◆ **What to do**
Make an exact copy of the entries below.

Object position labeling entries:
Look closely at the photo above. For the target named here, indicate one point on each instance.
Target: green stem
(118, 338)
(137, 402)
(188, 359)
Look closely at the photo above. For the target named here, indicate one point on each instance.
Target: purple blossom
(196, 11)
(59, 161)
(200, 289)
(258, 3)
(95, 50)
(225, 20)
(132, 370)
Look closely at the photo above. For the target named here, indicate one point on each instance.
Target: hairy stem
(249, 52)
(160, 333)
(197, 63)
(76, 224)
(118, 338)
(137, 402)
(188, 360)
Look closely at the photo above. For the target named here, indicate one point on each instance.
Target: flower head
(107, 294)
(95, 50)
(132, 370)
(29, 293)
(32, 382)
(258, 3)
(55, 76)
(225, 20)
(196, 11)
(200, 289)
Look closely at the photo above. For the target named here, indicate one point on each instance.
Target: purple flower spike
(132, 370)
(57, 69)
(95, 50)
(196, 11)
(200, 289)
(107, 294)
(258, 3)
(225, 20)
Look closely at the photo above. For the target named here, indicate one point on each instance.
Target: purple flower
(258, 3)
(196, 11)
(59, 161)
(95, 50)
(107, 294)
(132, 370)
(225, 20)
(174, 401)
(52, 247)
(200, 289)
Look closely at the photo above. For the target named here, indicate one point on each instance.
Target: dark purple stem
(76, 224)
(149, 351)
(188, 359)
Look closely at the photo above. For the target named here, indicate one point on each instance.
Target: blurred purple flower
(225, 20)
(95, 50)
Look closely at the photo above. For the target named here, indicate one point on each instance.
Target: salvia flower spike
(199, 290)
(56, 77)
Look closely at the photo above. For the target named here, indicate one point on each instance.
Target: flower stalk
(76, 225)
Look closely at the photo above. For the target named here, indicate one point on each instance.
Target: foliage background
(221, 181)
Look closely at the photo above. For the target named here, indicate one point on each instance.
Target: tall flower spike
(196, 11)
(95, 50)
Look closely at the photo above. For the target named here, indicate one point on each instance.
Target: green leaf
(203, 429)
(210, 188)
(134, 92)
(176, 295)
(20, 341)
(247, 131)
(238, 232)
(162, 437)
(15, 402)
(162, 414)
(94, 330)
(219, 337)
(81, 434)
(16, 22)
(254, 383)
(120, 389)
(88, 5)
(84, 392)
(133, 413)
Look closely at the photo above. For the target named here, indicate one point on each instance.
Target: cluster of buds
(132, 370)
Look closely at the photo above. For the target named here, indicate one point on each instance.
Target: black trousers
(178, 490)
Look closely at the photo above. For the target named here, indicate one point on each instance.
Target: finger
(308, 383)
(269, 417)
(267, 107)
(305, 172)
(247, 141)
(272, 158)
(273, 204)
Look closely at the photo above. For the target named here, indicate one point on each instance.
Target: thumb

◆ **Problem solution**
Look closely at the photo above. For the target named here, indicate one point on each instance.
Target: green stem
(118, 338)
(137, 402)
(188, 359)
Look closely at the photo above. For the target named here, indicate one point on each instance.
Target: purple blossom
(196, 11)
(59, 161)
(200, 289)
(258, 3)
(95, 50)
(225, 20)
(132, 370)
Look closely at the photo above. For the target named here, indicate one point on each instance.
Target: hairy stem
(249, 52)
(160, 333)
(197, 63)
(76, 224)
(118, 338)
(137, 402)
(188, 360)
Look closely at the photo above. For the target named here, indicate one point on each instance.
Target: flower head
(107, 294)
(95, 50)
(132, 370)
(29, 293)
(32, 382)
(258, 3)
(55, 76)
(225, 20)
(196, 11)
(200, 289)
Look closely at the photo above. For the target named here, indicate one point on each instance.
Target: purple flower spike
(132, 370)
(57, 69)
(95, 50)
(196, 11)
(200, 289)
(107, 294)
(258, 3)
(225, 20)
Look closely at the photo above. For the target named here, indicate one point on each instance.
Target: purple flower
(258, 3)
(196, 11)
(59, 161)
(95, 50)
(107, 294)
(132, 370)
(225, 20)
(174, 401)
(52, 247)
(200, 289)
Look closely at the photo above. For the target named here, indicate one point on each instance.
Target: dark purple stem
(76, 224)
(149, 351)
(188, 359)
Look closely at the photo above. For the target named here, indicate one point on each instance.
Target: blurred purple flower
(225, 20)
(95, 50)
Look closely at the photo above. For the target named here, indicate one point on each instance.
Target: salvia flower spike
(199, 290)
(56, 77)
Look closely at the photo above. For the target named here, indicate one point on each instance.
Target: flower stalk
(76, 225)
Look closely at the photo above. For the target named here, indicate one point on each instance.
Target: foliage background
(221, 181)
Look closely at the photo above. For the target named here, indicate one point on each instance.
Target: tall flower spike
(196, 11)
(95, 50)
Look closely at the photo above. For the target named here, indicate one point on each instance.
Target: green leaf
(203, 429)
(210, 188)
(134, 92)
(176, 295)
(20, 341)
(247, 131)
(238, 232)
(162, 437)
(15, 402)
(162, 414)
(94, 330)
(219, 337)
(81, 434)
(16, 22)
(254, 383)
(120, 389)
(88, 5)
(84, 392)
(133, 413)
Look closely at the photo above. For the target named here, indicate one point on each instance.
Target: cluster of buds
(132, 370)
Look closely at the photo above. For the target named here, indicate one point on each instance.
Target: black trousers
(178, 490)
Look closely at the photo above. For the target named here, indicate one point on each instance.
Target: finger
(308, 383)
(269, 417)
(267, 107)
(305, 172)
(247, 141)
(272, 158)
(273, 204)
Look closely at the photo above. For the target named here, indicate one point on each instance.
Target: thumb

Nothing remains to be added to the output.